As we pointed out in the Matter of the Application of Jochim v. McAnaw, (S.E.Div.N.D.) 296 F. Supp. 1305:
"[W]hile the `truth' of a belief is not open to question, there remains the significant question whether it is `truly held.' This is the threshold question of sincerity which must be resolved in every case. It is, of course, a question of fact — a prime consideration to the validity of every claim for exemption as a conscientious objector." United States v. Seeger, 380 U.S. 163, 85 S.Ct. 850, 13 L.Ed.2d 733.
This Court has carefully reviewed Plaintiff's Exhibit No. 1, the defendant's Selective Service cover sheet, together with the other exhibits received in evidence, and is satisfied and convinced that the conclusions of Selective Service Board No. 9 are supported by affirmative, credible evidence and that there was a basis in fact for the classification of James Leonard Caverly.

• **Extracted data**
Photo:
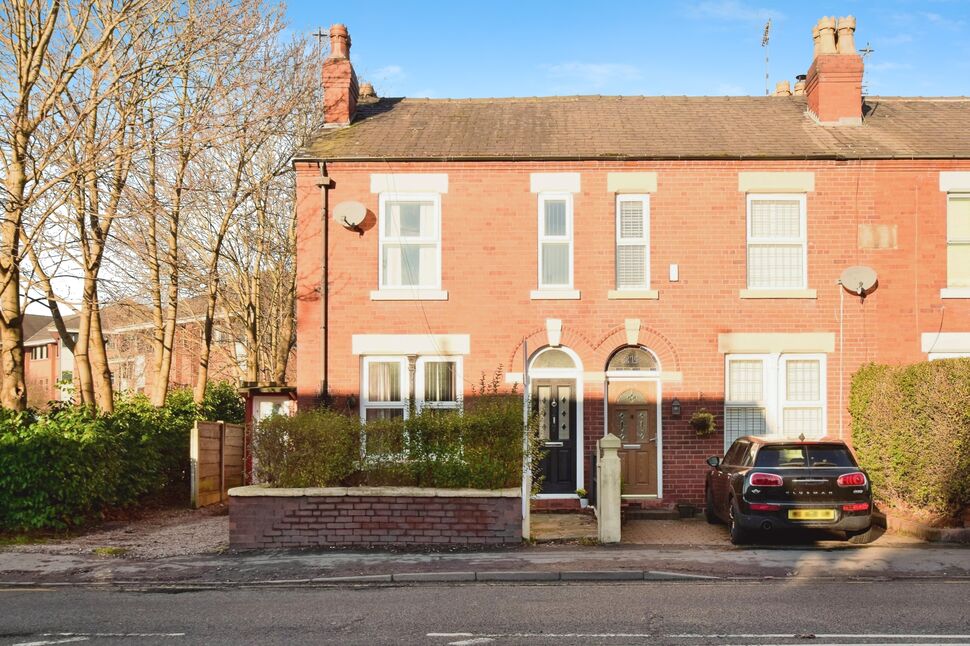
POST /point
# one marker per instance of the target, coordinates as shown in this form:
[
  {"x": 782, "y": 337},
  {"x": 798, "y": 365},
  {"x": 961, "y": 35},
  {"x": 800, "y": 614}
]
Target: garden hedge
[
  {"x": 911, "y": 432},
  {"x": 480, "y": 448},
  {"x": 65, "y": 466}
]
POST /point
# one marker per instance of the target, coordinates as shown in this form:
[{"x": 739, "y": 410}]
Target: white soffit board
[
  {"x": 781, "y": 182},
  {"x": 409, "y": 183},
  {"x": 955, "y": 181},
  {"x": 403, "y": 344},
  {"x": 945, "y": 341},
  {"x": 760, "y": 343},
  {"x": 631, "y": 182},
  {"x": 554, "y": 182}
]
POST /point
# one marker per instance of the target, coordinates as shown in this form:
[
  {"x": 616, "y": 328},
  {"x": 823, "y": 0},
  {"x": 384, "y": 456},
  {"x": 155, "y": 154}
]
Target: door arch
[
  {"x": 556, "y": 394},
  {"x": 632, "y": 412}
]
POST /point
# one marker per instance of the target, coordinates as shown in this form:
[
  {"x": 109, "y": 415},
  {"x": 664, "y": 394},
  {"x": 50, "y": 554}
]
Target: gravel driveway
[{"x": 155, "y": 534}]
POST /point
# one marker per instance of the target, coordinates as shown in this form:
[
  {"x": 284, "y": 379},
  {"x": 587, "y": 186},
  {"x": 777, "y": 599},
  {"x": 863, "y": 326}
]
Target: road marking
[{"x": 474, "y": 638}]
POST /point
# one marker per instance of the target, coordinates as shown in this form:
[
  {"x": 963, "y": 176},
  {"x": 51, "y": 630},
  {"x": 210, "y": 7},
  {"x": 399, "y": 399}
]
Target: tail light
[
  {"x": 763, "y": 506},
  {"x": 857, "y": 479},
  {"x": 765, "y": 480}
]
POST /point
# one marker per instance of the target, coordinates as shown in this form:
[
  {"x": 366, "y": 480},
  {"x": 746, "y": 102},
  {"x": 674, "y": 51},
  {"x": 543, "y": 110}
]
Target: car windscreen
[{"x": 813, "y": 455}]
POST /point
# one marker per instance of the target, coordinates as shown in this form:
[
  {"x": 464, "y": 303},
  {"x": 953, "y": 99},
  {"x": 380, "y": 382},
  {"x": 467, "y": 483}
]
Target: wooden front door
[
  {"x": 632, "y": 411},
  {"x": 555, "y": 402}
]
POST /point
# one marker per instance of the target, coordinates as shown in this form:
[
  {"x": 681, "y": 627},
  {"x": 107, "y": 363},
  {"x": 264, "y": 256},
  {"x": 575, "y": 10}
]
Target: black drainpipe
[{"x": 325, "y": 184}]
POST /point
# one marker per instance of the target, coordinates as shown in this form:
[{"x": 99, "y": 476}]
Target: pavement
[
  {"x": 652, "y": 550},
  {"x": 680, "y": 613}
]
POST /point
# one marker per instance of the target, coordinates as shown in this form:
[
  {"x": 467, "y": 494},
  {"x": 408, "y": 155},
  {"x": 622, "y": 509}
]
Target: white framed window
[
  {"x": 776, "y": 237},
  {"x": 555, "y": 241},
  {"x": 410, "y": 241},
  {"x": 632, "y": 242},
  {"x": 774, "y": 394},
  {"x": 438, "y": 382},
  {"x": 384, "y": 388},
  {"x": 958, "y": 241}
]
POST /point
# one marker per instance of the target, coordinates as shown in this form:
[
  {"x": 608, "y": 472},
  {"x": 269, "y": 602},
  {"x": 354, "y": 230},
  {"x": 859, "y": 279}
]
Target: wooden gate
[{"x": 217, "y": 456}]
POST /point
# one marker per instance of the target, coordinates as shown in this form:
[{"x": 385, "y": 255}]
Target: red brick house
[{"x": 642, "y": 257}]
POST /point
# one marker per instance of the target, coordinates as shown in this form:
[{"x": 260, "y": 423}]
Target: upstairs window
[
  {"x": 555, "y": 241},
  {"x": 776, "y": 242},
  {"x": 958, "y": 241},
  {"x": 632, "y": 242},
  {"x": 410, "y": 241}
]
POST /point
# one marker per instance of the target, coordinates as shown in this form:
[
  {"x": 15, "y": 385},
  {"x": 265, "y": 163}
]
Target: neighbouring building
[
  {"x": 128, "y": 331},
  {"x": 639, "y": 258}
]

• **Stated problem A**
Using the court opinion excerpt, answer these:
(i) Which case is the source of the quoted passage about whether a belief is "truly held"?
(ii) What does that quoted passage call the threshold question that must be resolved in every case?
(iii) Which exhibit is the defendant's Selective Service cover sheet?
• **Stated problem B**
Write out the part of the court opinion excerpt that opens with the words containing "This Court has" and closes with "James Leonard Caverly.".

• **Correct response A**
(i) United States v. Seeger, 380 U.S. 163, 85 S.Ct. 850, 13 L.Ed.2d 733.
(ii) The question of sincerity.
(iii) Plaintiff's Exhibit No. 1.

• **Correct response B**
This Court has carefully reviewed Plaintiff's Exhibit No. 1, the defendant's Selective Service cover sheet, together with the other exhibits received in evidence, and is satisfied and convinced that the conclusions of Selective Service Board No. 9 are supported by affirmative, credible evidence and that there was a basis in fact for the classification of James Leonard Caverly.